Data extracted from a collection
- - - - -

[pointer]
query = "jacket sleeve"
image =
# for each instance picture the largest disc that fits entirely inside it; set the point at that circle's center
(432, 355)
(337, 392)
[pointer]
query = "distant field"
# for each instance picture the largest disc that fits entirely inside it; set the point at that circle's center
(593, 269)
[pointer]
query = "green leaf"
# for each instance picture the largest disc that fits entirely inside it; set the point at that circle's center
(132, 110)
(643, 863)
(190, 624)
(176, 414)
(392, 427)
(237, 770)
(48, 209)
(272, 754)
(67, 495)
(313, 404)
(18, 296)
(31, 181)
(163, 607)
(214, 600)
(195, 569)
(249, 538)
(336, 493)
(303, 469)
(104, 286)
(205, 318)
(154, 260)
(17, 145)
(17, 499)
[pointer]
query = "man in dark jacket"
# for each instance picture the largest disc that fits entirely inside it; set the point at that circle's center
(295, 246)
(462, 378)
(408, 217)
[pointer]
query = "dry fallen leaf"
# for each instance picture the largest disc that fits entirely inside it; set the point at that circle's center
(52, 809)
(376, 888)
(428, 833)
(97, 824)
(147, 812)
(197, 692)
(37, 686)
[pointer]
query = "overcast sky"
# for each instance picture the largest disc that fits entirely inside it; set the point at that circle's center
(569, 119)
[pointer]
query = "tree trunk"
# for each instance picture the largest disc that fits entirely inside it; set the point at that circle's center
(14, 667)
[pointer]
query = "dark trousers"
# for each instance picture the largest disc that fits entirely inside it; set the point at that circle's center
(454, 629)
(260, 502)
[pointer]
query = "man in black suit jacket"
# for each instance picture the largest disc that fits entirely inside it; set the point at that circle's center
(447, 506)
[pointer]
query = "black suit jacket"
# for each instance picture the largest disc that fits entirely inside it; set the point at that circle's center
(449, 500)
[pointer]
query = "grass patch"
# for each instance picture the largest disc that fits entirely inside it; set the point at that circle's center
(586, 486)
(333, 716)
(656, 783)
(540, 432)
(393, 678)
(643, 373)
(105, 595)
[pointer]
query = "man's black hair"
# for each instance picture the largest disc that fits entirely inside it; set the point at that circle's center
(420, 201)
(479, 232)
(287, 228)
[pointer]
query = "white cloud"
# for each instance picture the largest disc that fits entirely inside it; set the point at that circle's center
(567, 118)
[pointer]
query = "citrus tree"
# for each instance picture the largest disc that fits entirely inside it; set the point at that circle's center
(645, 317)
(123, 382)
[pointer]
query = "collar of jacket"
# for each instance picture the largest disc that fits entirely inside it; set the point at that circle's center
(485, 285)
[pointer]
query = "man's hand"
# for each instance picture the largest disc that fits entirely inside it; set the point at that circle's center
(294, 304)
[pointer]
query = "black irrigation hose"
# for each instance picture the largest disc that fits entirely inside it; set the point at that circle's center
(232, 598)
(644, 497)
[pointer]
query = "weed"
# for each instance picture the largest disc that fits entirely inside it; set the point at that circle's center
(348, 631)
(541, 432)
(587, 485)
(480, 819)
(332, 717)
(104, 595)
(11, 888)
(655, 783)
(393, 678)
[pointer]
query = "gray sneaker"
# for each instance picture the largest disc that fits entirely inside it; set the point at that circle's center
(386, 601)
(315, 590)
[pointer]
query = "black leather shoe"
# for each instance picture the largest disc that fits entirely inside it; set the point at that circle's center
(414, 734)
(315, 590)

- - - - -

# Task instructions:
Please write out the entries exactly, keeping every line intact.

# Output for this exercise:
[pointer]
query = "jacket sleeve"
image =
# for each instance picture the largest disc that fits entirely inside it; set the point at that circle's center
(432, 355)
(337, 392)
[pointer]
query = "distant field"
# for each instance picture the largest disc that fits entirely inside it; set the point at that circle's center
(593, 269)
[pointer]
query = "green leaf"
# for each instance picture the largest disc that fits entirely inside it; set the point at that circle's center
(132, 110)
(643, 863)
(190, 624)
(176, 414)
(392, 427)
(237, 770)
(48, 209)
(272, 754)
(67, 495)
(313, 404)
(18, 296)
(31, 181)
(163, 607)
(214, 600)
(195, 569)
(249, 538)
(336, 493)
(303, 469)
(104, 286)
(205, 318)
(154, 260)
(17, 145)
(17, 499)
[pointer]
query = "man in dark jacket"
# for each instance picture the largest disc that fits entirely inside it; set the point at that circle's center
(295, 246)
(462, 378)
(408, 217)
[pointer]
query = "dry fallen leaf"
# for each instance picture the largest disc that fits entirely inside it; set the point at that circle's center
(52, 809)
(376, 888)
(428, 833)
(97, 824)
(147, 812)
(197, 692)
(37, 686)
[pointer]
query = "overcast sky"
# for each instance picture the largest disc that fits entirely inside it; set the point at that circle's center
(569, 119)
[pointer]
query = "tree trunk"
# for each instance picture the largest disc that fits entirely inside it; set the point at that circle's center
(14, 667)
[pointer]
query = "dark trousers"
# for each instance picture the largest disc that fits entirely inside it; set the point at that circle's center
(454, 629)
(260, 502)
[pointer]
query = "man in black suit jacket"
# for each instance picture the largest disc that fits entirely inside it; set the point at that circle's center
(447, 506)
[pointer]
query = "black suit jacket"
# for each instance picture the largest disc that fits entirely inside it; set the point at that circle's center
(449, 500)
[pointer]
query = "grass patch"
# for each instance picture the largest disc that fits entirely inside it; set the point at that circle's center
(586, 486)
(333, 716)
(656, 783)
(540, 432)
(393, 678)
(643, 373)
(105, 595)
[pointer]
query = "man's black hair"
# for each instance picture the largest disc that fits entirely inside it; set the point at that circle's center
(420, 201)
(479, 232)
(287, 228)
[pointer]
query = "white cloud"
# for each instance picture the largest disc that fits entirely inside it; set the point at that circle's center
(567, 118)
[pointer]
query = "citrus tree"
# for each instance picture the largest disc that fits entirely inside it; set the point at that circle's center
(645, 317)
(123, 382)
[pointer]
query = "collar of jacket"
# for each instance picture the largest disc that fits entirely inside it; set the point at that circle's center
(485, 285)
[pointer]
query = "man's hand"
# for each instance picture the largest disc that fits entirely inside it; set the point at that circle's center
(294, 304)
[pointer]
query = "black irrigation hose"
# for each instance picture the largest disc that fits entirely inside it; set the point at that circle's center
(232, 598)
(644, 497)
[pointer]
query = "weed"
# for each instance picture the largest disc that fits entirely inside it; set the point at that circle's center
(348, 631)
(541, 432)
(587, 485)
(480, 819)
(332, 717)
(104, 595)
(11, 888)
(655, 783)
(393, 678)
[pointer]
query = "gray sneaker"
# for each instance picture the largest disc that fits entirely inside it; set the point at that circle's center
(386, 601)
(315, 590)
[pointer]
query = "black leather shoe"
# for each instance picture the largest disc that fits entirely inside it; set the point at that circle's center
(414, 734)
(315, 590)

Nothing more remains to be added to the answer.